**What is being asked:** Repeat word for word the passage from the report on Ed Glaeser's World Bank talk that opens with the words containing "In his remarks, Dr." and closes with "and Chicago did.".

Dr. Ed Glaeser speaking at the World Bank in Washington 10 March 2011.
[11 March 2011] – Urban poverty is a sign that a city is working because it is attracting people with economic opportunity, argues Harvard economist and urban expert Ed Glaeser.
Dr. Glaeser discussed this and other themes raised in his new book Triumph of the City: How Our Greatest Invention Makes Us Richer, Smarter, Greener, Healthier and Happier at World Bank headquarters in Washington yesterday.
The presentation was part of the World Bank’s new Urbanisation Knowledge Platform, which promotes dialogue and exchange of ideas on urban issues.
In his remarks, Dr. Glaeser highlighted the critical role cities play as part of the development process: as centres of innovation, sources of productivity and agents of change (as exemplified by the pivotal role of Cairo in the recent Egyptian uprising).
He also highlighted several of the key messages of his book:
  • Cities are people, not structures. Cities are fundamentally places that bring people together and enable them to learn from each other. This emphasis on people is especially important factor in urban regeneration; struggling cities with skilled populations have a much better chance of becoming successful once again. He cited the example of Detroit, whose long history as an innovative automotive centre created a low-skilled population reliant on a single industry, making it difficult for the city to grow and adapt, as New York City and Chicago did.
  • Urban poverty is not a sign of a failed city. The fact that a city attracts people in search of opportunities is a sign the city is working, Dr. Glaeser suggested, expressing the view that the urban poor have better access to opportunities and services than those in rural areas. However, he also noted that we should not be complacent about urban poverty, and that it is critical to manage the “demons of density”, such as disease, congestion, and crime.

**Source data:**
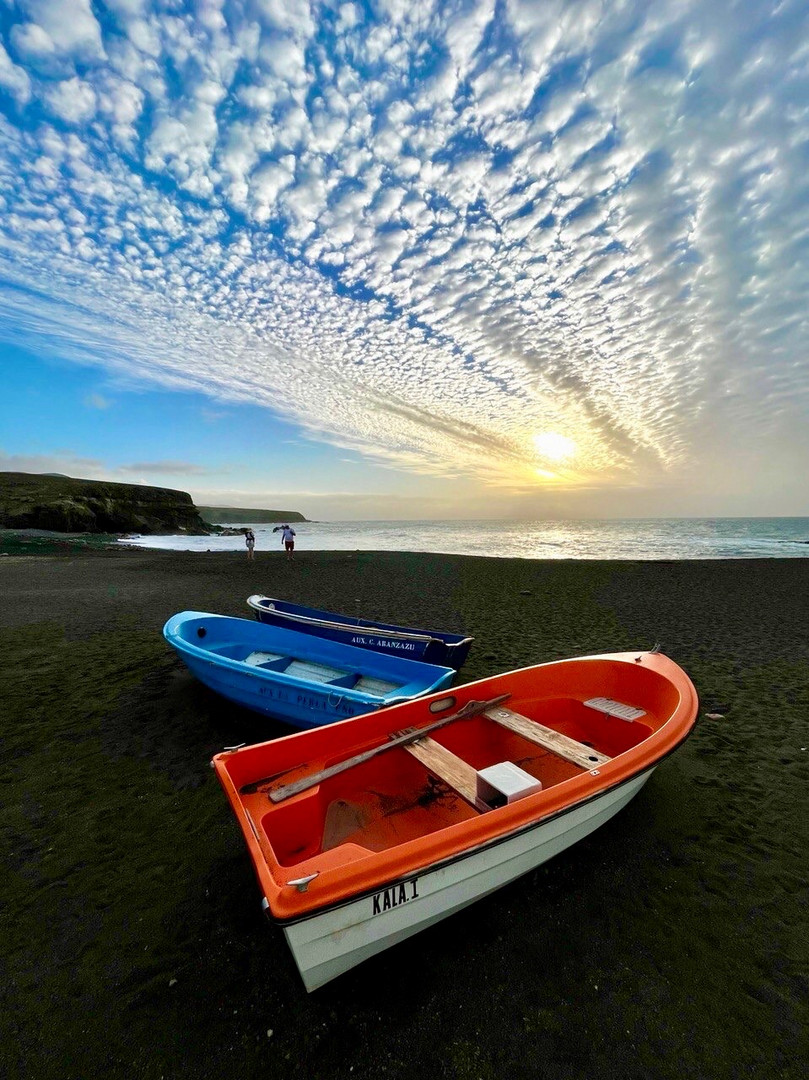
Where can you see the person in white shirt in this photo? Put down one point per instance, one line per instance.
(287, 538)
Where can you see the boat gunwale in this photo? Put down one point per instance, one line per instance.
(450, 640)
(209, 656)
(643, 757)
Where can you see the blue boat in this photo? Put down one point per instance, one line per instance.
(431, 646)
(301, 679)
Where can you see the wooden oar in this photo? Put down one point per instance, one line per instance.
(471, 709)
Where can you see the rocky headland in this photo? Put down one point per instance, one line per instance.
(66, 504)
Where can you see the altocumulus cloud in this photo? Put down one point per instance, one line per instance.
(422, 230)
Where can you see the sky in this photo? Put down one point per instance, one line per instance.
(409, 258)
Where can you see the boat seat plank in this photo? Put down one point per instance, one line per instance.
(579, 754)
(259, 659)
(313, 672)
(369, 685)
(446, 766)
(616, 709)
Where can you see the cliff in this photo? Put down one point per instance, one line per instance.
(219, 515)
(66, 504)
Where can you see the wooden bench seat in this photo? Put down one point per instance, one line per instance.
(446, 766)
(585, 757)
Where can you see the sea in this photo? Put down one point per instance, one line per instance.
(655, 538)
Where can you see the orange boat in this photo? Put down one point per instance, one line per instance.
(364, 832)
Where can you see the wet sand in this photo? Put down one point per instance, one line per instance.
(672, 943)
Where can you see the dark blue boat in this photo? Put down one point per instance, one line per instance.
(299, 678)
(432, 646)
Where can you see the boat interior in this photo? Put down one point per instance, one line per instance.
(301, 667)
(435, 782)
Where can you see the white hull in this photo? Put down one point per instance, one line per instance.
(326, 945)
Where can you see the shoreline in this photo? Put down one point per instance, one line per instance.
(668, 944)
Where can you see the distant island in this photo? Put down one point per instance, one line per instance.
(223, 515)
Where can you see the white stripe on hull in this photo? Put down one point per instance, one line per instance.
(326, 945)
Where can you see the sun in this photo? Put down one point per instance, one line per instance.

**Answer for the task:**
In his remarks, Dr. Glaeser highlighted the critical role cities play as part of the development process: as centres of innovation, sources of productivity and agents of change (as exemplified by the pivotal role of Cairo in the recent Egyptian uprising).
He also highlighted several of the key messages of his book:
  • Cities are people, not structures. Cities are fundamentally places that bring people together and enable them to learn from each other. This emphasis on people is especially important factor in urban regeneration; struggling cities with skilled populations have a much better chance of becoming successful once again. He cited the example of Detroit, whose long history as an innovative automotive centre created a low-skilled population reliant on a single industry, making it difficult for the city to grow and adapt, as New York City and Chicago did.